*** Opening Dataset records ***

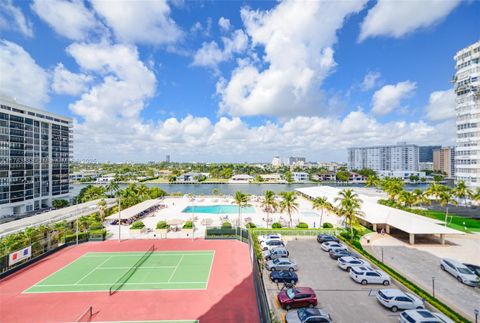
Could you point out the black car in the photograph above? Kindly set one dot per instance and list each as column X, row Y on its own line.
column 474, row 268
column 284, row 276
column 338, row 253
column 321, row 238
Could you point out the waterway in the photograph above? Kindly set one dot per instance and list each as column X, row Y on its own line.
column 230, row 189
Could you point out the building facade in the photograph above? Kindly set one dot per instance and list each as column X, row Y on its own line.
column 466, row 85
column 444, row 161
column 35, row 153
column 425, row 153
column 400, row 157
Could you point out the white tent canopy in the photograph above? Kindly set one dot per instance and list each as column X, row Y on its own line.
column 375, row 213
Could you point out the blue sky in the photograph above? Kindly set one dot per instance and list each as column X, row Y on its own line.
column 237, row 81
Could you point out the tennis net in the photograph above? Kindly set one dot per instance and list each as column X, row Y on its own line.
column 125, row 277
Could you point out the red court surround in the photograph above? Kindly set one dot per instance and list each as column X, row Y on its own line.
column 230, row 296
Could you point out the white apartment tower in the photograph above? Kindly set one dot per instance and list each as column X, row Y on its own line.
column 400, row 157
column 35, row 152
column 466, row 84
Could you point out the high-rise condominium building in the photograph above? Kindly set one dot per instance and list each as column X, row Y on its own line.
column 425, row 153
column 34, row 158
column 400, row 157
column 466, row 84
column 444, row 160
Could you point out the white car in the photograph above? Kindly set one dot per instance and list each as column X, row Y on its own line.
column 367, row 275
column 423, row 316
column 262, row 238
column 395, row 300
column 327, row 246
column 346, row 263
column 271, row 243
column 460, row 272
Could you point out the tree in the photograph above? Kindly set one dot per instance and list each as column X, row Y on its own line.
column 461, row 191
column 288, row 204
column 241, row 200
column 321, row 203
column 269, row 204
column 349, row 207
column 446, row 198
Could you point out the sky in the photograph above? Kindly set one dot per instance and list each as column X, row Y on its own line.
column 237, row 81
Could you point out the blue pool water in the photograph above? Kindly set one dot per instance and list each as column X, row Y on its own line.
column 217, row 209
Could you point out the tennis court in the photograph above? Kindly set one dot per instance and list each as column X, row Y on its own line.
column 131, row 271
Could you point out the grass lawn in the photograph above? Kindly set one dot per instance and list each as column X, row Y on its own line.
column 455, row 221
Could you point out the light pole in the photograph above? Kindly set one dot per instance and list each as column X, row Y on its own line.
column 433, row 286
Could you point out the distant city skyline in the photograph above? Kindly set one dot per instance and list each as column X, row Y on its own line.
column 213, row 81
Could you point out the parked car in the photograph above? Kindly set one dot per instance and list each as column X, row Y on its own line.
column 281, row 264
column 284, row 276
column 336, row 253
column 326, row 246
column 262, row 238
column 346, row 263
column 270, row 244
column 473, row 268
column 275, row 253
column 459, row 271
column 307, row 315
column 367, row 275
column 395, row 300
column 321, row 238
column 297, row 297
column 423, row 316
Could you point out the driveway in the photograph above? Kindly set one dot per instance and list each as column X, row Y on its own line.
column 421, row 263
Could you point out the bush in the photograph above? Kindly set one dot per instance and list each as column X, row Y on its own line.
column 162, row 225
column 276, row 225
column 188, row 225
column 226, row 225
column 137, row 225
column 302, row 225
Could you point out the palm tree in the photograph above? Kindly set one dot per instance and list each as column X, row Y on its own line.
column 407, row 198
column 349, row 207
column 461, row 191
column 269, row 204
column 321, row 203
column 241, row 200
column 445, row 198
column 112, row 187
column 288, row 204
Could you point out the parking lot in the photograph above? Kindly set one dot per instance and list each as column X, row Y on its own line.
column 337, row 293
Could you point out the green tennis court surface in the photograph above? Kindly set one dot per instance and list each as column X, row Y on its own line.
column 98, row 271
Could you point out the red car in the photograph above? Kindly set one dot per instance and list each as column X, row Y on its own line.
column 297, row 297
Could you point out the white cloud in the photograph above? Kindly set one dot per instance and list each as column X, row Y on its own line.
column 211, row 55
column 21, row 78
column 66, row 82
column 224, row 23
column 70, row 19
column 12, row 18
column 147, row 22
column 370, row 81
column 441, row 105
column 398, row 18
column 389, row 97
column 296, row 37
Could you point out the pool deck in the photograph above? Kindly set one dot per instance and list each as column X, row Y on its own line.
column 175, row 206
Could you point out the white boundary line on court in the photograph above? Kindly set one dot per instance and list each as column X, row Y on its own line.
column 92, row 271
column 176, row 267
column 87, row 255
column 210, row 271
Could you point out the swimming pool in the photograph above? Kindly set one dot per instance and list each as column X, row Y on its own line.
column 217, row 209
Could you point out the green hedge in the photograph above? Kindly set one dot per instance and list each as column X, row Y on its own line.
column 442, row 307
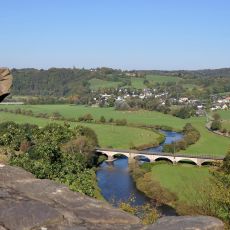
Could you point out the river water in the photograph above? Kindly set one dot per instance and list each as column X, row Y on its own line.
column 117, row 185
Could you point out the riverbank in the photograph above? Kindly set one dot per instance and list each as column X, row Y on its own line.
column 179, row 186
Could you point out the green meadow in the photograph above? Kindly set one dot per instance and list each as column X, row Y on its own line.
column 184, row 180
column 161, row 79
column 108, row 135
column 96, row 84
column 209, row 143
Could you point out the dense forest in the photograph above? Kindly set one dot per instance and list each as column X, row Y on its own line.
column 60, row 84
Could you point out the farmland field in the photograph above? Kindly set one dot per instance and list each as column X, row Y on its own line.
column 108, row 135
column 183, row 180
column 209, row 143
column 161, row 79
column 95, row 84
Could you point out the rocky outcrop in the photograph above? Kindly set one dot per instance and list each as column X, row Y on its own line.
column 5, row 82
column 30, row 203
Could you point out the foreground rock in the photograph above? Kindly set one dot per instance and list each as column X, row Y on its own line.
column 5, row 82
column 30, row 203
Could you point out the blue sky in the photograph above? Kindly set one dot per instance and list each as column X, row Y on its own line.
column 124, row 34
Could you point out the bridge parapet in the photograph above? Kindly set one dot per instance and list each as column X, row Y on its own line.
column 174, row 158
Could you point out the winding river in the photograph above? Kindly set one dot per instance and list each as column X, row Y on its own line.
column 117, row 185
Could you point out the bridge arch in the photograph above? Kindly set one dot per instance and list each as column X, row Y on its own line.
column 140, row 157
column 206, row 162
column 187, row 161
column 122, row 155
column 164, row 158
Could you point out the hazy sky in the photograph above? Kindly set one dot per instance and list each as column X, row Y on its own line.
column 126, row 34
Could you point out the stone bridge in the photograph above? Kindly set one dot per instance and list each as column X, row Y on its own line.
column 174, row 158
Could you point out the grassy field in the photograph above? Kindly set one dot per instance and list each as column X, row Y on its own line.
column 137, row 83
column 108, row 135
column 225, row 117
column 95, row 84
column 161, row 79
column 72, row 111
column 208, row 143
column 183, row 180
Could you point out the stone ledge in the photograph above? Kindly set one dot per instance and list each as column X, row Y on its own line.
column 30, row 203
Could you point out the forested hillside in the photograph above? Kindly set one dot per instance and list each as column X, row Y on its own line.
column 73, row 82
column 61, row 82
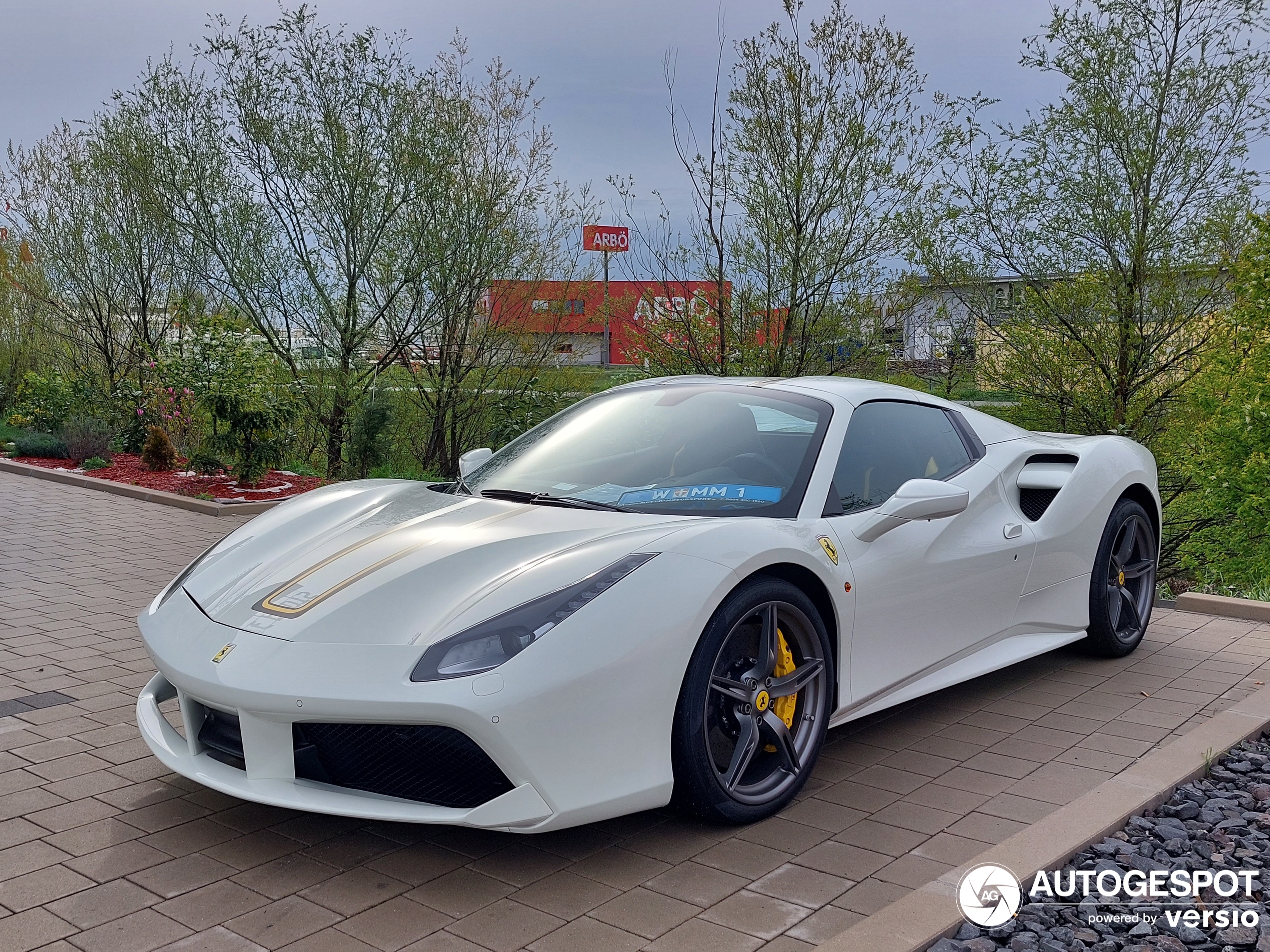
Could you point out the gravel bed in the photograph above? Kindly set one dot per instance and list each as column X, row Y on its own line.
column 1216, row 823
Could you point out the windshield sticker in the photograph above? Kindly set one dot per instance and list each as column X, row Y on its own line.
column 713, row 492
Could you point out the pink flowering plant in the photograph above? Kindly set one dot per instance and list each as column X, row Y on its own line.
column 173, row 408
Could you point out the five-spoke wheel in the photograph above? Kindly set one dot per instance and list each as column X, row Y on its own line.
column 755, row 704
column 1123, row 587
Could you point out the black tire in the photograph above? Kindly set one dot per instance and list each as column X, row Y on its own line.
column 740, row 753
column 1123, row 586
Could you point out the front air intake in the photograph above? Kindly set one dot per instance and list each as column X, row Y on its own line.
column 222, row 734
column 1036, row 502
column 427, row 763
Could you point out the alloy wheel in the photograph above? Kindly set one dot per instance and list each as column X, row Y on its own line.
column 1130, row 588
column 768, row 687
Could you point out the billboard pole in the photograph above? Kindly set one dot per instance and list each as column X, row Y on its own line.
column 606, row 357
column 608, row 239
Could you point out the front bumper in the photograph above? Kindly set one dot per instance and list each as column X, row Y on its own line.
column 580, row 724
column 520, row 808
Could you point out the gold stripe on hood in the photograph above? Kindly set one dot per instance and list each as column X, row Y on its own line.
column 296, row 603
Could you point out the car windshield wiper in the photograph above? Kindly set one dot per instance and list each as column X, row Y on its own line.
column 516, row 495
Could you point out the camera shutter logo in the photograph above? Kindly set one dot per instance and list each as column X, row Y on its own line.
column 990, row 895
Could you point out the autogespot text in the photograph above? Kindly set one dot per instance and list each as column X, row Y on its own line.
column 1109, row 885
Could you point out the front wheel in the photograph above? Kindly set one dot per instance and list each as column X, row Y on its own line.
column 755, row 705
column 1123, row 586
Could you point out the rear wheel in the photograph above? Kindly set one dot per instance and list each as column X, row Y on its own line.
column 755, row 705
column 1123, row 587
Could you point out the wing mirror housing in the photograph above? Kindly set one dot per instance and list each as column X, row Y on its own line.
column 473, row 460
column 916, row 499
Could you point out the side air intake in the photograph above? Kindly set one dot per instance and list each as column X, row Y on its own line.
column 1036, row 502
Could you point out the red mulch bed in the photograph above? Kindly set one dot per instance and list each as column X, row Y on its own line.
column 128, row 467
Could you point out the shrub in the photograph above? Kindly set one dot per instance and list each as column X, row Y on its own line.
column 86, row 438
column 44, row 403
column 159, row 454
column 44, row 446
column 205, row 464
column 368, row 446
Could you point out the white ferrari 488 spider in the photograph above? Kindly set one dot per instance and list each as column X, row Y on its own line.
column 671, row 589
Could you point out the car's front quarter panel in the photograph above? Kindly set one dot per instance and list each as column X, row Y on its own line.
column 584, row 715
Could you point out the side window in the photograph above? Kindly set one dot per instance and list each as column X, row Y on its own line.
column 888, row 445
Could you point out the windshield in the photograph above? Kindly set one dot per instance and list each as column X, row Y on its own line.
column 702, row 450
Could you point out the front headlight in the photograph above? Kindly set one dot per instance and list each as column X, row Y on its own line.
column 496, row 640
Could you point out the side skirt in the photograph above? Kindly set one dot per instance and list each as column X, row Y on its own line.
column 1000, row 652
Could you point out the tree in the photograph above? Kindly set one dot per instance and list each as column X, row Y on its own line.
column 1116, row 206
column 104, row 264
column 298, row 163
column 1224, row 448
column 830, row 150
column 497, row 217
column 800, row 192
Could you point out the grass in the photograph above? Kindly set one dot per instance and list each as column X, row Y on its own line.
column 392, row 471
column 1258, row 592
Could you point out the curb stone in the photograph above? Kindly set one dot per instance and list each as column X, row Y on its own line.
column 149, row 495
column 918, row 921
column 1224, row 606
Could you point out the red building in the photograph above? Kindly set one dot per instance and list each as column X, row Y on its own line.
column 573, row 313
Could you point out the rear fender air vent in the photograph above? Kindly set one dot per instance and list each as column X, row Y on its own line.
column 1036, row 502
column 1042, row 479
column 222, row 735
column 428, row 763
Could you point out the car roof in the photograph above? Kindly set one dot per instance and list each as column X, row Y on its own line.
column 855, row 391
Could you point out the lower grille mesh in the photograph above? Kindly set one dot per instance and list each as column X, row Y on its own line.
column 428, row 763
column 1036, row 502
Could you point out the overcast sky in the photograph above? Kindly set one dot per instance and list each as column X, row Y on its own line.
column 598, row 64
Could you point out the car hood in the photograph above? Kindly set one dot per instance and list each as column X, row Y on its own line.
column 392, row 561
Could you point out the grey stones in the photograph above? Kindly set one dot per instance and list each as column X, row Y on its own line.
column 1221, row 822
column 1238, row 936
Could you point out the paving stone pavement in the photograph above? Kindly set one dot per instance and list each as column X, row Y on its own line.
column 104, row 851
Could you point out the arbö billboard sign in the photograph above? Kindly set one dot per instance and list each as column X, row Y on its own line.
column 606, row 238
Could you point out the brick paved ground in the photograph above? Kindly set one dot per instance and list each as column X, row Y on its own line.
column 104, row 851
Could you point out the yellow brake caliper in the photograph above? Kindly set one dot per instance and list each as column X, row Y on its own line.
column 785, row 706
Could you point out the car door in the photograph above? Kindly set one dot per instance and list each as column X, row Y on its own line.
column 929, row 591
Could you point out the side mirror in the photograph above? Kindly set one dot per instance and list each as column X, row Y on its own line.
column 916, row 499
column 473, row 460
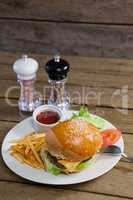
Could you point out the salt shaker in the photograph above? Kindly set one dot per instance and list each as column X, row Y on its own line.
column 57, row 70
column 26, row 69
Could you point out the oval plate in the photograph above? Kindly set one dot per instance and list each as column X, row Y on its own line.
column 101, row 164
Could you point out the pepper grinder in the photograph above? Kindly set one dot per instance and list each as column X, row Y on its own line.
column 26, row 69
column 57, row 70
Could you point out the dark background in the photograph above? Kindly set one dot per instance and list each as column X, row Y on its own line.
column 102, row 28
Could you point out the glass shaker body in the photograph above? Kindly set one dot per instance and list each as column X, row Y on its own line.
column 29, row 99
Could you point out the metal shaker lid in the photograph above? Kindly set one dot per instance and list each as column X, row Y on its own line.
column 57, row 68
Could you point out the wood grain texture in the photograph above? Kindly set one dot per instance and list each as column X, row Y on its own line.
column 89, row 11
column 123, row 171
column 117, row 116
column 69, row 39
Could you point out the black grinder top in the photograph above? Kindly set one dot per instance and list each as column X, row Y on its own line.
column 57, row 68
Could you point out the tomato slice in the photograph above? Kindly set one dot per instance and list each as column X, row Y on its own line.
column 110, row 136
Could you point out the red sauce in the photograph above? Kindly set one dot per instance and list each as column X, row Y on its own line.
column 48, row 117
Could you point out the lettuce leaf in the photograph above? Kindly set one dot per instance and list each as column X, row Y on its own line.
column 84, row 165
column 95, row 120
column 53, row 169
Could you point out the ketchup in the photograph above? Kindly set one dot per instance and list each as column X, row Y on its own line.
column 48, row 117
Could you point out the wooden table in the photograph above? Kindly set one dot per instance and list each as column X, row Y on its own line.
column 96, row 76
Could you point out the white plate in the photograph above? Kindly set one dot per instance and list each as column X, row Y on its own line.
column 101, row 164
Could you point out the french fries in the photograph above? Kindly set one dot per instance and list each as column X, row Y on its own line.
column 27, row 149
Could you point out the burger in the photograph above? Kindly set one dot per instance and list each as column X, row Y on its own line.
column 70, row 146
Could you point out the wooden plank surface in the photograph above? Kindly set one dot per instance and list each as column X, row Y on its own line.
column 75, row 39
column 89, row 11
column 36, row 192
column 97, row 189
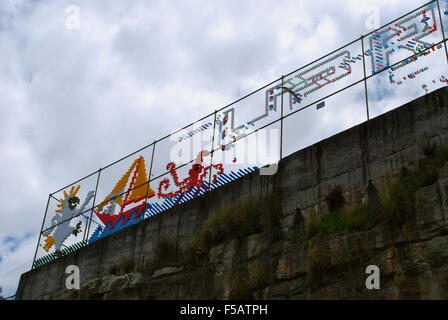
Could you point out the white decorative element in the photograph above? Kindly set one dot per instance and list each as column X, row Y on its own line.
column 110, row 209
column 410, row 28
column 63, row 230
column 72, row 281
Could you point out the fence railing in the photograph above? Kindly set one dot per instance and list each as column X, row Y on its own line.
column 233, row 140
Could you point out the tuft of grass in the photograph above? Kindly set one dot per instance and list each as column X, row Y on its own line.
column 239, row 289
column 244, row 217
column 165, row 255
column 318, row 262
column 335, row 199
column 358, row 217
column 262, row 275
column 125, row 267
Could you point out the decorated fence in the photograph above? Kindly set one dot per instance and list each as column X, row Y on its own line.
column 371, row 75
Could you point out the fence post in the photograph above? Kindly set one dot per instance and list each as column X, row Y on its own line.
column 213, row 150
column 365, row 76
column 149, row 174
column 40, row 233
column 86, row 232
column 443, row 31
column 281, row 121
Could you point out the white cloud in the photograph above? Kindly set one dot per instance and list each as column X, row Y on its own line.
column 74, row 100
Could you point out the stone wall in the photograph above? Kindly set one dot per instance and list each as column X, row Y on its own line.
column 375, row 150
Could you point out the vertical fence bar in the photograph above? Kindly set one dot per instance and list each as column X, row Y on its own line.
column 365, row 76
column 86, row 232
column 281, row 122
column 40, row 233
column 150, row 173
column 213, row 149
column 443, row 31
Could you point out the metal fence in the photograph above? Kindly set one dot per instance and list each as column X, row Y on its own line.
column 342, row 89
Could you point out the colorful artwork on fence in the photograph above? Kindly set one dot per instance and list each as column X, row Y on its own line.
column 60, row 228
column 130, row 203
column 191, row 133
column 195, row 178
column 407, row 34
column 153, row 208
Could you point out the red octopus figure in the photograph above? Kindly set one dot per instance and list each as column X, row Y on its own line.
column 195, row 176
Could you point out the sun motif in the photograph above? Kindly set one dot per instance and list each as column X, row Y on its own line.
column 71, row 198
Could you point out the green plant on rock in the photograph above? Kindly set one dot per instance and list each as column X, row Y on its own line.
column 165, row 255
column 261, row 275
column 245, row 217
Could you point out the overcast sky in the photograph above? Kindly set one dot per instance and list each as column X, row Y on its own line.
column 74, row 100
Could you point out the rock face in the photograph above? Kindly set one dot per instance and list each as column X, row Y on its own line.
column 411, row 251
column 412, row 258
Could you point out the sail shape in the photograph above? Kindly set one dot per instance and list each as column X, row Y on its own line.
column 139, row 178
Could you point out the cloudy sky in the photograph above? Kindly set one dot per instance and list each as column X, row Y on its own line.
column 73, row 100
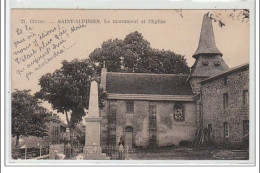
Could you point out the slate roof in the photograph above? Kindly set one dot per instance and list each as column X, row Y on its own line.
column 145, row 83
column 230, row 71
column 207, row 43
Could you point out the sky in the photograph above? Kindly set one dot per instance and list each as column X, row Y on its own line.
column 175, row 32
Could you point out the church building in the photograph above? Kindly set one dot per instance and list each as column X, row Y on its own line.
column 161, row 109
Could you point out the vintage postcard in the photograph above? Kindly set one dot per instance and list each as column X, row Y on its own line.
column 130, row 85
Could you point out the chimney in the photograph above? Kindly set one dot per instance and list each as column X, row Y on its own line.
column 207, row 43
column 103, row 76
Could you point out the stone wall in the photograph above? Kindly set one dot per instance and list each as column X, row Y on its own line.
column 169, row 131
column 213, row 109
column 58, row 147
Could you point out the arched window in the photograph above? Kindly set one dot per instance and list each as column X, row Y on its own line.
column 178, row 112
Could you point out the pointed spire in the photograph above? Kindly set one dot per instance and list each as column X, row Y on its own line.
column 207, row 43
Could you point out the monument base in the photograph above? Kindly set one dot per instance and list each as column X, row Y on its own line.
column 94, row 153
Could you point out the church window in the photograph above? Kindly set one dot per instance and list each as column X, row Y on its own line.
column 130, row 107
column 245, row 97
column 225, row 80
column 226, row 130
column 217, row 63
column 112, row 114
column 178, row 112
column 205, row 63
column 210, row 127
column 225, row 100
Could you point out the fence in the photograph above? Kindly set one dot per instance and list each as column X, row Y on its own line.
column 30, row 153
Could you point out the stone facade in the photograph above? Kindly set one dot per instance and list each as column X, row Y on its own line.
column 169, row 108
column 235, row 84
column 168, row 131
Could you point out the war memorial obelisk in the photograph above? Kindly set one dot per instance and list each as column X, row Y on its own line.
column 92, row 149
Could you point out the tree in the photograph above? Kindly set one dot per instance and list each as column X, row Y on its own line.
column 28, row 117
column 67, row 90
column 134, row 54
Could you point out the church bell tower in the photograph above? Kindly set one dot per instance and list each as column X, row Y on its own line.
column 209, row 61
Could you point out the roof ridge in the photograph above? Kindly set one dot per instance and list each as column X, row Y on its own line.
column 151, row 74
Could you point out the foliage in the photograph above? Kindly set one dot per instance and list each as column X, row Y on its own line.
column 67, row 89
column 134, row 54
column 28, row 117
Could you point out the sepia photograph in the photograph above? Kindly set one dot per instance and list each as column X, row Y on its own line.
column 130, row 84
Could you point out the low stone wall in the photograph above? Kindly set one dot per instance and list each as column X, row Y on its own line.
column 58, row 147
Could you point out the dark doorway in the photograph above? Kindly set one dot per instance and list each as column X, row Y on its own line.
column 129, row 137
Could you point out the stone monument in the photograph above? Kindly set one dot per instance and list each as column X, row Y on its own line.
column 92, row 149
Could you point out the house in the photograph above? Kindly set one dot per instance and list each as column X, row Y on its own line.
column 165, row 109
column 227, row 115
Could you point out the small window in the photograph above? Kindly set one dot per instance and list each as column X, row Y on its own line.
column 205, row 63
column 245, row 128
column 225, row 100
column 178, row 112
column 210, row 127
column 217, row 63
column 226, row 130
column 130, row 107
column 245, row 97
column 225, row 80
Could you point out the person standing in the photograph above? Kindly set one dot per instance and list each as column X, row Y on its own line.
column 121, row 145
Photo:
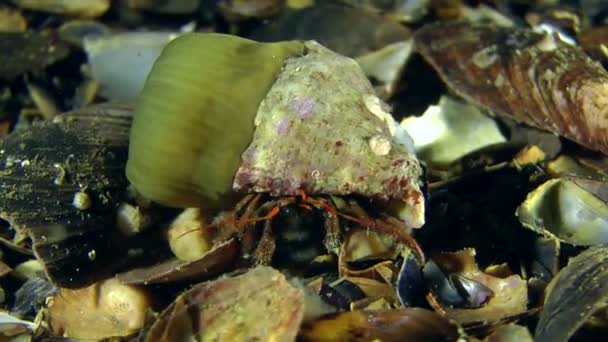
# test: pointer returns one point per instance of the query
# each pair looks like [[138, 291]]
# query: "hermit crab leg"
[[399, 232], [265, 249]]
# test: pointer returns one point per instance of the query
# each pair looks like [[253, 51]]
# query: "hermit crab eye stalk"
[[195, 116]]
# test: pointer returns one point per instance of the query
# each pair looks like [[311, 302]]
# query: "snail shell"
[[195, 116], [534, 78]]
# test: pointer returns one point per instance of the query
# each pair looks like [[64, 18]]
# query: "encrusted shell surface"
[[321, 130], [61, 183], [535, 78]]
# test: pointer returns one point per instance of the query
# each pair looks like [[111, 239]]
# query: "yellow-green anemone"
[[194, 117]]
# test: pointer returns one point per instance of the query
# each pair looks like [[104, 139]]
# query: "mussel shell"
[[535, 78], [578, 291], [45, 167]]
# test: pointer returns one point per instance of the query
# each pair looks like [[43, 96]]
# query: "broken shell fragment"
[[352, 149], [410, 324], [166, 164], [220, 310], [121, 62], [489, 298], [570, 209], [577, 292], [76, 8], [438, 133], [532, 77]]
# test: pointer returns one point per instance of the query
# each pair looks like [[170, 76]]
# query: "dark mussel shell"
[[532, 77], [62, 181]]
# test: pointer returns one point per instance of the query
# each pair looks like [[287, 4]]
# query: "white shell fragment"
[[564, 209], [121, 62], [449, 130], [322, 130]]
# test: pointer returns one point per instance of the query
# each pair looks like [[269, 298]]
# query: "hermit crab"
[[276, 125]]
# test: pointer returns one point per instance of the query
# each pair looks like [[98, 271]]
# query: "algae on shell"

*** Closing Dataset records ***

What to do
In the listing above, count the lines that contain "looks". Give the number and nothing else.

Task output
11